* **EXERCISE OBJECTIVE**
Extract the listing below and reproduce every line of it verbatim, with nothing changed, added, or left out.

— Start DATASET CONTENT —

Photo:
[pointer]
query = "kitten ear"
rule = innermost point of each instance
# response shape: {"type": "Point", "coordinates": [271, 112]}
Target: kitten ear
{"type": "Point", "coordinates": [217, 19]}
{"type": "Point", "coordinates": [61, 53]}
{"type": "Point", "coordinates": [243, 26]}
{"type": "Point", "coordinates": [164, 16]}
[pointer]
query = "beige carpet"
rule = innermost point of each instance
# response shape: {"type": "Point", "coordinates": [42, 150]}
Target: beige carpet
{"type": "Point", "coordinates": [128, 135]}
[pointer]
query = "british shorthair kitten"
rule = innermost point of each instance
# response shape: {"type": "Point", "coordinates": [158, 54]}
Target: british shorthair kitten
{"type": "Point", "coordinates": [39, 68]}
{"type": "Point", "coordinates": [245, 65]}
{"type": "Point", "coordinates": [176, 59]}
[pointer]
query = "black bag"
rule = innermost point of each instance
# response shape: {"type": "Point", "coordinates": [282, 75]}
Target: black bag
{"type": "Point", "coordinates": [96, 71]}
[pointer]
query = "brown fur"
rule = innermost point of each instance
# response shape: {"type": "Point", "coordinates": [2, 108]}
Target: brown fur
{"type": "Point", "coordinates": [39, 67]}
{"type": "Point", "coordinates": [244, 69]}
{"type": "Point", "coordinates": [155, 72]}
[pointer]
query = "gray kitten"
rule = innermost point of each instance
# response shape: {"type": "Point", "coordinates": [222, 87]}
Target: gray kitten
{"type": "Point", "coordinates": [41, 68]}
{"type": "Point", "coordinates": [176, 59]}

— End DATASET CONTENT —

* **WORKED SOLUTION**
Photo:
[pointer]
query = "kitten ear"
rule = innermost point of each instance
# response shape: {"type": "Point", "coordinates": [271, 112]}
Target: kitten ear
{"type": "Point", "coordinates": [217, 19]}
{"type": "Point", "coordinates": [61, 53]}
{"type": "Point", "coordinates": [243, 26]}
{"type": "Point", "coordinates": [164, 16]}
[pointer]
query = "beige carpet"
rule = innermost point of each instance
# response shape: {"type": "Point", "coordinates": [42, 150]}
Target: beige carpet
{"type": "Point", "coordinates": [128, 135]}
[pointer]
query = "british shorthair kitten"
rule = innermost point of each instance
# response shape: {"type": "Point", "coordinates": [158, 54]}
Target: british shorthair kitten
{"type": "Point", "coordinates": [39, 68]}
{"type": "Point", "coordinates": [245, 65]}
{"type": "Point", "coordinates": [176, 59]}
[pointer]
query = "black bag"
rule = innermost point of each instance
# response shape: {"type": "Point", "coordinates": [282, 75]}
Target: black bag
{"type": "Point", "coordinates": [96, 71]}
[pointer]
query = "brown fur"
rule = innermost point of each instance
# response shape: {"type": "Point", "coordinates": [2, 108]}
Target: brown fur
{"type": "Point", "coordinates": [39, 67]}
{"type": "Point", "coordinates": [244, 69]}
{"type": "Point", "coordinates": [155, 72]}
[pointer]
query = "gray kitten"
rule = innermost point of each instance
# response shape: {"type": "Point", "coordinates": [222, 87]}
Target: gray kitten
{"type": "Point", "coordinates": [41, 68]}
{"type": "Point", "coordinates": [176, 59]}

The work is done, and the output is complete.